SOURCE INFORMATION Start Marker
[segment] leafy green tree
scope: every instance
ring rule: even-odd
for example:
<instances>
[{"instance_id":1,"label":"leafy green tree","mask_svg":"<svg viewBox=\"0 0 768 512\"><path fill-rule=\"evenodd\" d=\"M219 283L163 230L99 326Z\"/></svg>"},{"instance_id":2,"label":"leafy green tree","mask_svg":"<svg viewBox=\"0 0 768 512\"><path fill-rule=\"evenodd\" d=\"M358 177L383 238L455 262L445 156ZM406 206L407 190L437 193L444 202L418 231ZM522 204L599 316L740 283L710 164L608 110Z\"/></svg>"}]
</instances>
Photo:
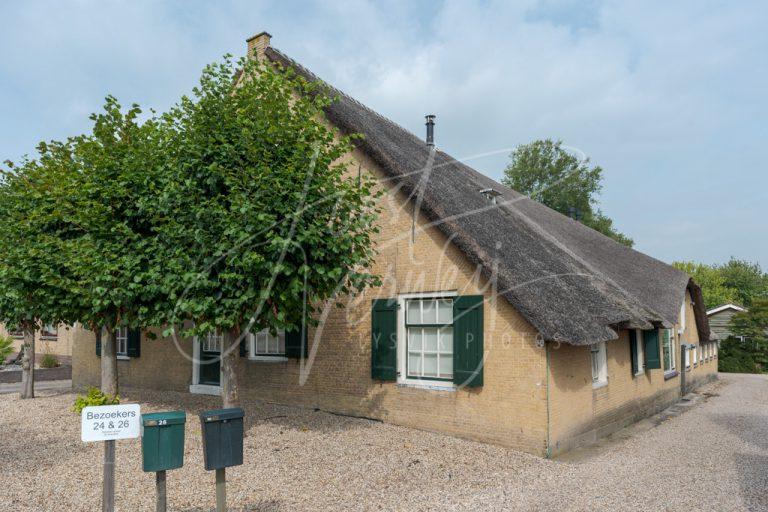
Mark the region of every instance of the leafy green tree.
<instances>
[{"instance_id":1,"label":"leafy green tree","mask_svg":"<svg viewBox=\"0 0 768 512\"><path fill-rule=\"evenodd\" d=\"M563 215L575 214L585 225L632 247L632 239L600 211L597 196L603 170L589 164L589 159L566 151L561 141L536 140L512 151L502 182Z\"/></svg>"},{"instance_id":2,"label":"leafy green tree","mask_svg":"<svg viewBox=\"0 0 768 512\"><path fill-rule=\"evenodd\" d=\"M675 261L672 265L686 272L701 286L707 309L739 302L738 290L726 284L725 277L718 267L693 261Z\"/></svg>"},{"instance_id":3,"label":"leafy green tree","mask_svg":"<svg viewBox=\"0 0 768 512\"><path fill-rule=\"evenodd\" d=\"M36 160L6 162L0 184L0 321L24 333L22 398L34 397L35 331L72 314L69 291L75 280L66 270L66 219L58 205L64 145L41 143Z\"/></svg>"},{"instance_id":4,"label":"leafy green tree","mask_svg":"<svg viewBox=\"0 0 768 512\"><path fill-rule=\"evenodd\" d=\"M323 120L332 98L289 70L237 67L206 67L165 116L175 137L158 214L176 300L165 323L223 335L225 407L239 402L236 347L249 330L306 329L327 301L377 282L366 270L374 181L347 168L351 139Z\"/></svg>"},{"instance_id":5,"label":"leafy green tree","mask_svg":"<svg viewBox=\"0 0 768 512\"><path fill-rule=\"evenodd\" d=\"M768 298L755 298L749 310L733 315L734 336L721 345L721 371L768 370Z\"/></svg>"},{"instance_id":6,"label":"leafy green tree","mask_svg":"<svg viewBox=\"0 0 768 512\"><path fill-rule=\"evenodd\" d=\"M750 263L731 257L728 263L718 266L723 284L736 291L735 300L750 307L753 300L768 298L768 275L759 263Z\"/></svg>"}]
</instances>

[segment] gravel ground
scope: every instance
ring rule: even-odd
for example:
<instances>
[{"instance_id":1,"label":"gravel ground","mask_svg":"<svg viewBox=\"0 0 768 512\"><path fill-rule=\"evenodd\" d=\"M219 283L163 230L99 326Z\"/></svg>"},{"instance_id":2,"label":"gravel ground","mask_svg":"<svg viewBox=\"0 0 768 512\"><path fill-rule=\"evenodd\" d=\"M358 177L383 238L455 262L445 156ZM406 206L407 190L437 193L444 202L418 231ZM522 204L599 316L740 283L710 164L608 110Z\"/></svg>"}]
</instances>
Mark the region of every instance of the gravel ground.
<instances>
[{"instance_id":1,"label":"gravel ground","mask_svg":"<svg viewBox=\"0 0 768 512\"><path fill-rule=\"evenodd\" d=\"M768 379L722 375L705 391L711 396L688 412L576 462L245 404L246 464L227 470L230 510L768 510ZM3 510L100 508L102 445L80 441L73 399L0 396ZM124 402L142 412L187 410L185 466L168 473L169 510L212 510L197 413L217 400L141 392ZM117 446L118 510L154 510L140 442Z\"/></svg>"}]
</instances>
SOURCE INFORMATION End Marker
SOURCE INFORMATION Start Marker
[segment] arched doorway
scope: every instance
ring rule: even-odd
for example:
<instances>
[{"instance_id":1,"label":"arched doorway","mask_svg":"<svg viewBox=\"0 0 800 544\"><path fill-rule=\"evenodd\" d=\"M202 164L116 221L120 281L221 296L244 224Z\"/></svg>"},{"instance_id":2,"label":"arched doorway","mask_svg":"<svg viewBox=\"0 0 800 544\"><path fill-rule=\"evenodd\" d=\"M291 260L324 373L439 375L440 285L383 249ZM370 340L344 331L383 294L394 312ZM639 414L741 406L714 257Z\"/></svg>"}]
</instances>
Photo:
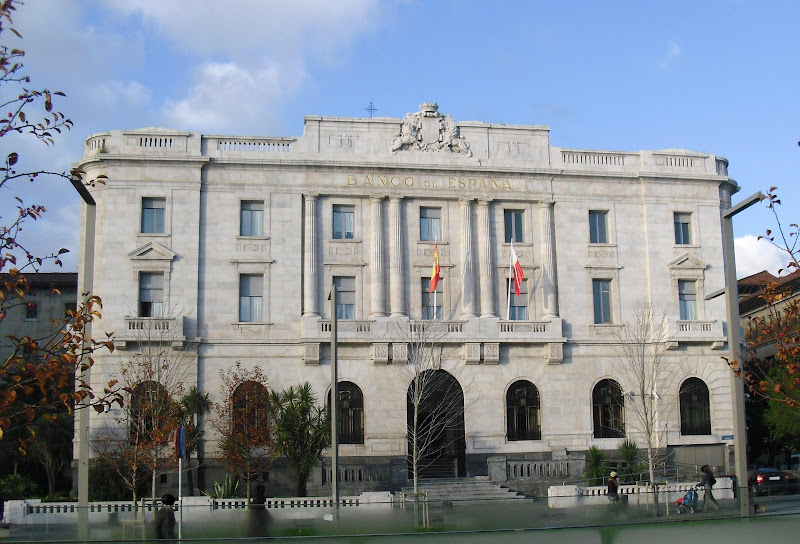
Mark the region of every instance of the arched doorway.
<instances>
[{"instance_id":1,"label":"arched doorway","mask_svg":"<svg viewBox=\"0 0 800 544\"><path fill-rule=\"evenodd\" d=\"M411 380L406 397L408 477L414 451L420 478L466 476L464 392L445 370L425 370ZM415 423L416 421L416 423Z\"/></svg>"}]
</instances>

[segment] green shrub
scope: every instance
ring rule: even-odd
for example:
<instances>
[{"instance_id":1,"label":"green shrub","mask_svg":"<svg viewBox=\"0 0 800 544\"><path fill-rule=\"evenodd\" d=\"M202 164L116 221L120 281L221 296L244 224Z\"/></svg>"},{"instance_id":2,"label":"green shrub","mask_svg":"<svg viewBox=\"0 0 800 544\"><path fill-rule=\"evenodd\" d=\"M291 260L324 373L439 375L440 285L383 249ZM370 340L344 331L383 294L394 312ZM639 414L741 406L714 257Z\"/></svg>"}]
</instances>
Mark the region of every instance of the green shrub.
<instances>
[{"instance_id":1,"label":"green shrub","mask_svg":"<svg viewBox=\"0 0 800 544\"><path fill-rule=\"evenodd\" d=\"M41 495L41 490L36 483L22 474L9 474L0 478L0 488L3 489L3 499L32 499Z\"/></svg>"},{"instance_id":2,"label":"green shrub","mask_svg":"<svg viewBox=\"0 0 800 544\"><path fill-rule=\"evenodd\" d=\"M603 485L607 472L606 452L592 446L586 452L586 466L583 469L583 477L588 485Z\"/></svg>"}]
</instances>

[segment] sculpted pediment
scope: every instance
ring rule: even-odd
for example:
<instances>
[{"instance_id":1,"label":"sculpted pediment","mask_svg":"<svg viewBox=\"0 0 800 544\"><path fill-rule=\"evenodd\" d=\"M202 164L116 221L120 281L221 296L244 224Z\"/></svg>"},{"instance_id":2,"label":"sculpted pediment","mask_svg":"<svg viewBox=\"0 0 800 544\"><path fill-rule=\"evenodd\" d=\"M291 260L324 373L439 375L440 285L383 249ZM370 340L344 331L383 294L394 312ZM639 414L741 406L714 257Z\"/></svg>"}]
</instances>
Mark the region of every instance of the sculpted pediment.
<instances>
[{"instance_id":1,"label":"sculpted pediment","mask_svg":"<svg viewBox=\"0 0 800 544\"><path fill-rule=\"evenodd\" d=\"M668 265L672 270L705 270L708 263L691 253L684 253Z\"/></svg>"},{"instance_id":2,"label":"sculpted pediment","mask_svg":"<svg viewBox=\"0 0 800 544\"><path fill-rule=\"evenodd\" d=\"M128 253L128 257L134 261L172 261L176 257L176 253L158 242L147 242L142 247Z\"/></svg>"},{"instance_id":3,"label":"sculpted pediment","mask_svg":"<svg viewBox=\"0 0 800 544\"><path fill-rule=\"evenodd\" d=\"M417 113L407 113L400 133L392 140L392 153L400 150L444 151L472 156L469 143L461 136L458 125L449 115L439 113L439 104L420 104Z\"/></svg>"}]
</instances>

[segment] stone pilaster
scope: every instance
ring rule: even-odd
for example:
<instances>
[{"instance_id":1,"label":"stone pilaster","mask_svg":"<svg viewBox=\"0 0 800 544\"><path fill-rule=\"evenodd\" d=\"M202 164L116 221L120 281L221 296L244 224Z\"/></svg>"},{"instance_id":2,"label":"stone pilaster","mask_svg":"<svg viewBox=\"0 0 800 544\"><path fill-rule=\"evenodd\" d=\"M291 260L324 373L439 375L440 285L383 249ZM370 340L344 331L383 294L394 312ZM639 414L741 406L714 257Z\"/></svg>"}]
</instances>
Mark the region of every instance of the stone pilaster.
SOURCE INFORMATION End Marker
SOURCE INFORMATION Start Marker
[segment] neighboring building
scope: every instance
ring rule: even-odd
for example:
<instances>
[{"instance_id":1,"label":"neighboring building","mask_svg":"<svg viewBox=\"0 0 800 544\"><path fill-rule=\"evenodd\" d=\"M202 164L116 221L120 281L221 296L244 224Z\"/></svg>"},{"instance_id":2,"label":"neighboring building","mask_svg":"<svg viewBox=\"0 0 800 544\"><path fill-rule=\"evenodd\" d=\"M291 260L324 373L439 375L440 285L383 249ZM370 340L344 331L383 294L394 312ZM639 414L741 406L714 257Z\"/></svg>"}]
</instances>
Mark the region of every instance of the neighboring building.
SOURCE INFORMATION End Marker
◆ **TASK DIRECTIONS**:
A count is needed of the lines above that hold the word "neighboring"; give that count and no other text.

◆ **ANSWER TO THIS TASK**:
3